* Task: Starting with the line that contains "the tree, indicate", set down each line through the end of the entries below, exactly and with nothing added.

* Supplied records:
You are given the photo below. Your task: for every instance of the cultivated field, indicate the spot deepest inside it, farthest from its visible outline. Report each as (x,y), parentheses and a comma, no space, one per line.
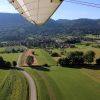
(13,85)
(58,83)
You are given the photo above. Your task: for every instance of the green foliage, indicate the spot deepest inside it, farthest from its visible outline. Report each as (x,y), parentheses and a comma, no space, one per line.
(98,61)
(14,87)
(89,56)
(30,60)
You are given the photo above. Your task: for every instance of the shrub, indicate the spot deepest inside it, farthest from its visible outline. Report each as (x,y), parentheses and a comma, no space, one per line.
(30,60)
(46,65)
(14,63)
(55,54)
(89,56)
(98,61)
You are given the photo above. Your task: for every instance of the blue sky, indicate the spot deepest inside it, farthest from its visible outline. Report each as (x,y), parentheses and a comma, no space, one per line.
(65,11)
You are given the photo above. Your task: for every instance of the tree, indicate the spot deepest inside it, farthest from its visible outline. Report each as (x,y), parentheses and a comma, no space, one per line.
(55,54)
(89,56)
(30,60)
(14,63)
(98,61)
(76,57)
(33,52)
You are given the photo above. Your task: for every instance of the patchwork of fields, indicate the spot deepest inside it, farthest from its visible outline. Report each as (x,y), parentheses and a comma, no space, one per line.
(56,83)
(53,82)
(13,85)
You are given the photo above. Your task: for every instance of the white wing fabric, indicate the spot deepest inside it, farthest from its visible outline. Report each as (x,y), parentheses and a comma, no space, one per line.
(37,11)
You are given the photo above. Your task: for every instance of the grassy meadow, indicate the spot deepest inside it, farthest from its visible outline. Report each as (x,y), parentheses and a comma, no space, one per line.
(13,85)
(56,83)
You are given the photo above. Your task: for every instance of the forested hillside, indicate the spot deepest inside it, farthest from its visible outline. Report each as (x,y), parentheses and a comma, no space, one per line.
(15,27)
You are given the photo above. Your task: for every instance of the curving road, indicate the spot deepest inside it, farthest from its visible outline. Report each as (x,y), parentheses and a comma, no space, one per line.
(32,86)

* Answer below:
You are given the photo above. Your task: for every instance of the tree, indicate the spot deepest inside it, farthest from its visible outline. Report each as (x,y), parentheses and a comma, no space, one per line.
(55,54)
(89,56)
(30,60)
(14,63)
(98,61)
(76,57)
(33,52)
You are given the photo above. Your task: for every instance of the patchwork of fields, indicate the spot deepest inside it, farthest from its visible outline. Report each as (x,y), parentheses and a comma, no space, one per line.
(56,83)
(53,82)
(13,85)
You are given the photo above. Your task: for every instance of the white wing fabric, indicate the spot deepest inside it, farthest from its visible outline. Report each as (x,y), parentheses and a comma, no space, one per line.
(37,11)
You are given the photo above. Your task: for every instance of the grassy meadow, indicate the spot deepest inside it, farthest from its visible outline. Report each as (x,y), parentheses and a comma, no space, one per line.
(13,85)
(56,83)
You are given the photo above. Your task: for every instance of the forested hillside, indicate the spot deepest inside it, farthest from its visible outline. Report each as (x,y), parentheses and a comma, no space, one per line.
(15,27)
You are given the photo above. Your task: for every instance of the curving road, indicate the spot deepest inside it, farthest from its visible outline. Report each as (x,y), parentheses and a comma, no space, one per line.
(32,86)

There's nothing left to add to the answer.